Fragmento seleccionado |
Madrugada semi fría que se vuelve espejismo en el oasis presuroso de una alborada que pronto desaparecerá. Alzo la vista al cielo, se siente la euforia de ser partícipe de una verbena de diminutas e incandescentes estrellas alineadas por sus formas, unas más grandes, otras pequeñísimas, formando parte del gran cosmos; todas necesarias e importantes.

Algunas las atrapo y lleno de ellas mis bolsillos, otras me arañan, se vuelven intrusas, me miran con recelo. No permiten hacerme de ellas. Recorro su estreches, les hablo y les digo por su nombre. Las formo y hacemos una revuelta y sonríen. Deshago al Orión, le cambio de nombre, lo mismo con las más grandes constelaciones que les dirijo miradas de lujuria y ceden, se vuelven hacia mí y las abrazo, las cubro con la piel ávida de sentir el calor inigualable de esos pequeñísimos astros que hacen de mi vista una espectacularidad única, diferente y completamente increíble.

Datos proporcionados |
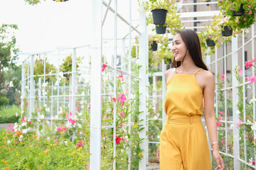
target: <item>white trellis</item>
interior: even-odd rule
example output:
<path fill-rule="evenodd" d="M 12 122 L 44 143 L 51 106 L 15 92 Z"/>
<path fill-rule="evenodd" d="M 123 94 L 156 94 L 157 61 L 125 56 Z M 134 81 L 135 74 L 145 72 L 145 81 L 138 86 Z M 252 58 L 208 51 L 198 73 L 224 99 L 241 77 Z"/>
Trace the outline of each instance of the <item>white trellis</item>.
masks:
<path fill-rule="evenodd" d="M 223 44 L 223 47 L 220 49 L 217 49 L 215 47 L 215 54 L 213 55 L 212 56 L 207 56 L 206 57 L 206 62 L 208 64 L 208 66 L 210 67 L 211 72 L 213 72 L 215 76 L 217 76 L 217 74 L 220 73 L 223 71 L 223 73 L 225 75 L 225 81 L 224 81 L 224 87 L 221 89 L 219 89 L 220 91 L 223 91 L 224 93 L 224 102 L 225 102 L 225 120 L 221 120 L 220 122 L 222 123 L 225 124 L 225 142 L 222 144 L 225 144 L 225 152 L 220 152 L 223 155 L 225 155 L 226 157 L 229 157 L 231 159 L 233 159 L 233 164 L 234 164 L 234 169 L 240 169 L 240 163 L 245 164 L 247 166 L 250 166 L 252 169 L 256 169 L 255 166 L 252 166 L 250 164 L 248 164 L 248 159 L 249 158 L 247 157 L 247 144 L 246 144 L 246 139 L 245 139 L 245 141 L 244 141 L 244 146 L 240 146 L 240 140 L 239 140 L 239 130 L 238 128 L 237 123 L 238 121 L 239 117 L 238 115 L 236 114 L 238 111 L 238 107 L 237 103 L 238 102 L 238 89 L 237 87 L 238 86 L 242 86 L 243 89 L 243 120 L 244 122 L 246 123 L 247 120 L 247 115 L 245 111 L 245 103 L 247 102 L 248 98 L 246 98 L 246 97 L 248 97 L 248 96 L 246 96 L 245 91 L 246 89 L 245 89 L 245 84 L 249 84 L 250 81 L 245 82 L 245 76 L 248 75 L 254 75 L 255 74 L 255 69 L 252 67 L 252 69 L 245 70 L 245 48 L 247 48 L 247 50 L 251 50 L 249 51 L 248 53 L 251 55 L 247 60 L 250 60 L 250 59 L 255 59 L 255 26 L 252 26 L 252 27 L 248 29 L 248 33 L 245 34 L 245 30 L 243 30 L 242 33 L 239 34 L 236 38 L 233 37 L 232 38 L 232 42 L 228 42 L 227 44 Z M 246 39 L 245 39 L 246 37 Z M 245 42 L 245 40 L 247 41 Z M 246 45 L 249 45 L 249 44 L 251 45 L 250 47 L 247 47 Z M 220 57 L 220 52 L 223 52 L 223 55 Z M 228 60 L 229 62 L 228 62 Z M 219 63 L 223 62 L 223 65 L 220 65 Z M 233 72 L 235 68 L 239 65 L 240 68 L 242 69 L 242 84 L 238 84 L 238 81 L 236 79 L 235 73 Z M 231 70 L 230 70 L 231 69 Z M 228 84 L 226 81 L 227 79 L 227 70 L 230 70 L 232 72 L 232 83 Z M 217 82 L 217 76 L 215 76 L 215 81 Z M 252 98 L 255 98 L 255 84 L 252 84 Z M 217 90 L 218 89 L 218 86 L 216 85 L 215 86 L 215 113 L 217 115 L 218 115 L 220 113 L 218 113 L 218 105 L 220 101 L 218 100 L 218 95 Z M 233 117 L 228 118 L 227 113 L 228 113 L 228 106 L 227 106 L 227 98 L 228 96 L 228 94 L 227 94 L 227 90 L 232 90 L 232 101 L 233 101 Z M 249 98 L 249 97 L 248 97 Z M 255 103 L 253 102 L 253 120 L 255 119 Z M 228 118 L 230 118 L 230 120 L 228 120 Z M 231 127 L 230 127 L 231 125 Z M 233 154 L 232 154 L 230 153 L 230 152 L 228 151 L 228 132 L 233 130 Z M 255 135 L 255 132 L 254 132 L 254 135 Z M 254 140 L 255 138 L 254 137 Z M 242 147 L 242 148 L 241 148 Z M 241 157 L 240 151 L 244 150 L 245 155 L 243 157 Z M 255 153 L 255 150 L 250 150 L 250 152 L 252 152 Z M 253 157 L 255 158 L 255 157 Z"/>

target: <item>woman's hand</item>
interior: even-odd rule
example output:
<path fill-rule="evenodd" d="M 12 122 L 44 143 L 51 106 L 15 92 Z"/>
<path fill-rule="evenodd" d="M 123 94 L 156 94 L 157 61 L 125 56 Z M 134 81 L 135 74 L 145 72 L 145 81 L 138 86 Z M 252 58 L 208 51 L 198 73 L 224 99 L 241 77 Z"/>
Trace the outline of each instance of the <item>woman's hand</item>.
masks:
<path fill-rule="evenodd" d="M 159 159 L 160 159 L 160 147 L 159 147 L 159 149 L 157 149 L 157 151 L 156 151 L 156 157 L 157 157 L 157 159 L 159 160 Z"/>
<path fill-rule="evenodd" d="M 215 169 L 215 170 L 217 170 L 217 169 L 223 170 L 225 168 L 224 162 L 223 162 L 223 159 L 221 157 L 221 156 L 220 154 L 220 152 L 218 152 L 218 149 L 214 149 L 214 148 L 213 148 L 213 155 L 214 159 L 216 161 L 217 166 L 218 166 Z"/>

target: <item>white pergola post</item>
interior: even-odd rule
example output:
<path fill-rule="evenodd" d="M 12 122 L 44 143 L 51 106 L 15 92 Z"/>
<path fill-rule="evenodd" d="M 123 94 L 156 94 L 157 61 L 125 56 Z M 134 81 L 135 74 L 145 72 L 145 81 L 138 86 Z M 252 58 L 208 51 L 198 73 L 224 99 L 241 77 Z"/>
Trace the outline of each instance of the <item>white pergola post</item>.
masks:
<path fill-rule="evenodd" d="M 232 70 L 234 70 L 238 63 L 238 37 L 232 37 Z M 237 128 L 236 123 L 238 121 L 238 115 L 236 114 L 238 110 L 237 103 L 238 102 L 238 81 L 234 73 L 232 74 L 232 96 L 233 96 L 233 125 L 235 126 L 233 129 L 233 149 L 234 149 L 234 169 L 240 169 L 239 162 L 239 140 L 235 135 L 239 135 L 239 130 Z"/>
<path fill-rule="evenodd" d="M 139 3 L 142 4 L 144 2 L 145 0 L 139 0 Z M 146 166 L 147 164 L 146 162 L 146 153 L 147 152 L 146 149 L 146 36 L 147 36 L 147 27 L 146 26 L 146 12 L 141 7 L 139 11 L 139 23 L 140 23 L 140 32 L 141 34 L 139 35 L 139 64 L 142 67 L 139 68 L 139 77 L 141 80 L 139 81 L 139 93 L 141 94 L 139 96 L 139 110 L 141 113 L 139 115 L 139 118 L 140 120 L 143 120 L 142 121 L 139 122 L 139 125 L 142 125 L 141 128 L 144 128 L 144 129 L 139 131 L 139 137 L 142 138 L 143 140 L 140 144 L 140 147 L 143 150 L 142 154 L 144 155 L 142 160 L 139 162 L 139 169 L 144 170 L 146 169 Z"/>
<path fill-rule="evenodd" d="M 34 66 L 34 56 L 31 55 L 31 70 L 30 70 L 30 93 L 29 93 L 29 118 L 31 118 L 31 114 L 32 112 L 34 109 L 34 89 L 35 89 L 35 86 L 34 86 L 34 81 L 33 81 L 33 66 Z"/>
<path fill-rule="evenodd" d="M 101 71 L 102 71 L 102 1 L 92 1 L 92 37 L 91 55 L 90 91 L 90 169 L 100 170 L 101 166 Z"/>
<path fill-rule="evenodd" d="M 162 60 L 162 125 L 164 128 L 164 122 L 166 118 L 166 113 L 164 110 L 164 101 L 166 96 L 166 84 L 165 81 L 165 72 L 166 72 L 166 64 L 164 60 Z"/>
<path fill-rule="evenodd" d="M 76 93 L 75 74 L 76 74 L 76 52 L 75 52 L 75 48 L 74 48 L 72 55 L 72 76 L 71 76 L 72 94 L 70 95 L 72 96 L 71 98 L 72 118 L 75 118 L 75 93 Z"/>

Tarea asignada A |
En el fragmento sobre las estrellas, ¿qué constelación deshace la voz narrativa antes de cambiarle el nombre?
Tarea asignada B |
Resume en dos oraciones el fragmento sobre las estrellas.
Tarea asignada C |
Prosigue el fragmento sobre las estrellas a partir de su última oración.
Los datos proceden de una fuente distinta.

Respuesta A |
Deshace Orión.

Respuesta B |
En una madrugada algo fría, la voz narrativa alza la vista al cielo y siente la euforia de participar en una verbena de estrellas de distintos tamaños, todas necesarias e importantes. Atrapa algunas en sus bolsillos mientras otras la arañan y no se dejan tomar, y juega con las constelaciones, como Orión, a las que cambia de nombre y abraza para sentir su calor.

Respuesta C |
Son los amaneceres de este mes, algo que no pierdo de vista, y a diario lo hago, me quedo pausado, estático, como estatua sin vida, pero que su presencia ejerce una manera de ser diferente y no tan normal como tantos que caminan sin rumbo fijo sin más fuerza que su propia fe. Sonrío y ellas lo saben.

El manto etéreo se cierne lleno de gala, se sabe observado y un advenedizo y fugaz meteoro mete su cuchara y se vuelve personaje secundario en una obra jamás contada. La luna no se aparece, tal vez no le he puesto la atención necesaria que debería, sin embargo, jamás la olvido, la traigo cerquita de mí, ahí donde nacen los suspiros y se acaban las palabras, ahí mismo donde brota de palpitaciones mi inspiración.

Otras tantas ocasiones las acomodo como notas en pentagrama, dándole un valor inequívoco en la sinfonía de mis latidos. Me gusta observar el cielo, saciarme de su esplendor, de llenarme de lo simple. Son las mañanas el sentido que le da otro matiz a este ser, que solo se sujeta a los cambios, cuando ya no hay más que hacer, donde tengo una vida nueva; son las mañanas en donde vuelvo a renacer…

Se los comparte su amigo de la eterna sonrisa

Edgar Landa Hernández.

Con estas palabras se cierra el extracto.